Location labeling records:
------------------------------------------------
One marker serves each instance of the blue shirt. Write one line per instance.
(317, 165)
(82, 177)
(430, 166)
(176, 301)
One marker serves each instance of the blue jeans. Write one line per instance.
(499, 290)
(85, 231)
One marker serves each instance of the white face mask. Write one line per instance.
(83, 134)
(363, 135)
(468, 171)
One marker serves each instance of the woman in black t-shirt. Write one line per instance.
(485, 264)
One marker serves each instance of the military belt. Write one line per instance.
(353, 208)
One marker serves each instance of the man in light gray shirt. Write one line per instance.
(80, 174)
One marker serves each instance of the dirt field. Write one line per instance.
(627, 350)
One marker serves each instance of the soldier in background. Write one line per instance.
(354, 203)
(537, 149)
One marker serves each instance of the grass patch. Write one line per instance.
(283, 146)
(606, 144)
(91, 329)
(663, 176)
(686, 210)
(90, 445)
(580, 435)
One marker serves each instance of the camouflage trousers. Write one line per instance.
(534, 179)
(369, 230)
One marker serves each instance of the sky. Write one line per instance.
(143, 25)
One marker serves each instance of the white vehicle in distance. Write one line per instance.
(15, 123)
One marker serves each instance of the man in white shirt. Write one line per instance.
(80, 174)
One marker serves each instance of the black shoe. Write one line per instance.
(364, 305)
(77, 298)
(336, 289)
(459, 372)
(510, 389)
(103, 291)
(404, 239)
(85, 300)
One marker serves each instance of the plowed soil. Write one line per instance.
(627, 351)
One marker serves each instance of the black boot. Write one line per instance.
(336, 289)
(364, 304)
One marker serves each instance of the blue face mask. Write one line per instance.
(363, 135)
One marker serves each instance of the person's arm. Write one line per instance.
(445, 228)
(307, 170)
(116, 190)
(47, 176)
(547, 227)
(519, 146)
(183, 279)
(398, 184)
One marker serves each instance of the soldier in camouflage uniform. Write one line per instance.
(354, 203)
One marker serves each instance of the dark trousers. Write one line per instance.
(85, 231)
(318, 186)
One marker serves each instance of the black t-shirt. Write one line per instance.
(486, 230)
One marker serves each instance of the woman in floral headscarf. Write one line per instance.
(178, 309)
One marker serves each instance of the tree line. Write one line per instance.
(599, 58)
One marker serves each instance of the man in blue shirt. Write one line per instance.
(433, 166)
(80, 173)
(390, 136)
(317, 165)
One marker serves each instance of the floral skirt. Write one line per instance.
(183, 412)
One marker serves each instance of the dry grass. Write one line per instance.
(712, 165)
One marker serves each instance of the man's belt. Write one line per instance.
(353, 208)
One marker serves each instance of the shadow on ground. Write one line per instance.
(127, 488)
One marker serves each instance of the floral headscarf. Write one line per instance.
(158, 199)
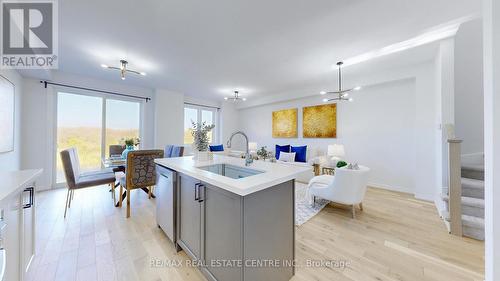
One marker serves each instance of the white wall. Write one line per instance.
(39, 117)
(469, 97)
(10, 161)
(378, 130)
(491, 23)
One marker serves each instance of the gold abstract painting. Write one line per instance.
(320, 121)
(285, 123)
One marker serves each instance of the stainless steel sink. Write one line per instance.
(230, 171)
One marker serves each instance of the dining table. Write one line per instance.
(119, 166)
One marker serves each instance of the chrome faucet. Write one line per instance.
(248, 157)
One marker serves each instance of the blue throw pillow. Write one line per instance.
(168, 151)
(280, 148)
(219, 147)
(300, 153)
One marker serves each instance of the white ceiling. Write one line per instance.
(203, 48)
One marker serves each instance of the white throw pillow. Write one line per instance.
(287, 157)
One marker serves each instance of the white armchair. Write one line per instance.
(347, 187)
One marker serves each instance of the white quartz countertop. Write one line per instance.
(273, 173)
(11, 182)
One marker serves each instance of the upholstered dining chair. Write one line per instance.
(76, 180)
(141, 173)
(347, 187)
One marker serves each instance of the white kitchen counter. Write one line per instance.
(11, 182)
(273, 173)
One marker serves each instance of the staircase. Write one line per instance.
(472, 201)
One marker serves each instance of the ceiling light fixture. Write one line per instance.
(341, 95)
(236, 97)
(123, 69)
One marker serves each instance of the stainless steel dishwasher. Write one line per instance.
(166, 194)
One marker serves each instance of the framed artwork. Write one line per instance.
(6, 115)
(285, 123)
(320, 121)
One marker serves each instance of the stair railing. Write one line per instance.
(454, 182)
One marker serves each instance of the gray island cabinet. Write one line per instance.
(235, 237)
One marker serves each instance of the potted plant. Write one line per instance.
(201, 141)
(130, 144)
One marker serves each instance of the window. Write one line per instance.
(198, 114)
(91, 124)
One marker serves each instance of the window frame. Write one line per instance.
(215, 119)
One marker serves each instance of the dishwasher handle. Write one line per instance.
(3, 266)
(31, 190)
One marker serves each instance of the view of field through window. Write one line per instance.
(79, 125)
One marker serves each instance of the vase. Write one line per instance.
(125, 152)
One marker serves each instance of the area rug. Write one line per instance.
(304, 211)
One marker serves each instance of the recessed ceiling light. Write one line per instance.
(236, 97)
(444, 31)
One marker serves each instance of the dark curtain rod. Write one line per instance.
(195, 104)
(45, 83)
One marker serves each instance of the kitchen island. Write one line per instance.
(235, 222)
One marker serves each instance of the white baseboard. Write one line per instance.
(438, 202)
(388, 187)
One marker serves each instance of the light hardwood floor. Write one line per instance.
(395, 238)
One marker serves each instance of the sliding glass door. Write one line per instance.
(79, 125)
(122, 121)
(91, 124)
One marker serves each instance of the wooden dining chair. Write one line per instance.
(141, 173)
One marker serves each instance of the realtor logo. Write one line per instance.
(29, 33)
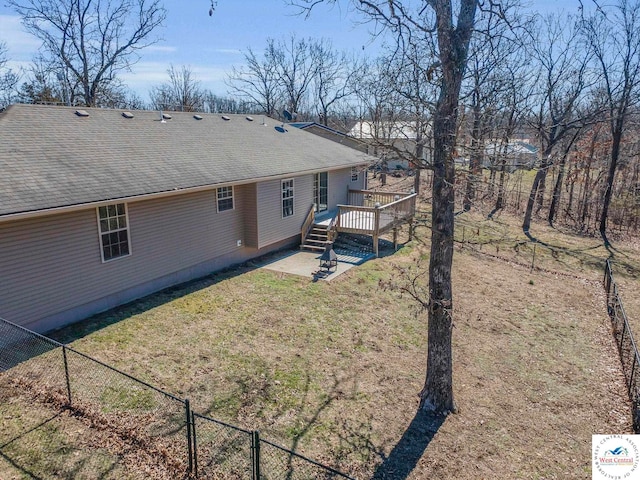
------------------------------------------------
** WORK TO BE COMPLETED **
Filter the records above, keeping every line that contains the word "dark". Treat case as significant.

** RESPONSE TO THE TASK **
One marker serves each instance of the dark trousers. Write one line per instance.
One marker serves each instance of the dark curtain rod. Write one line per instance.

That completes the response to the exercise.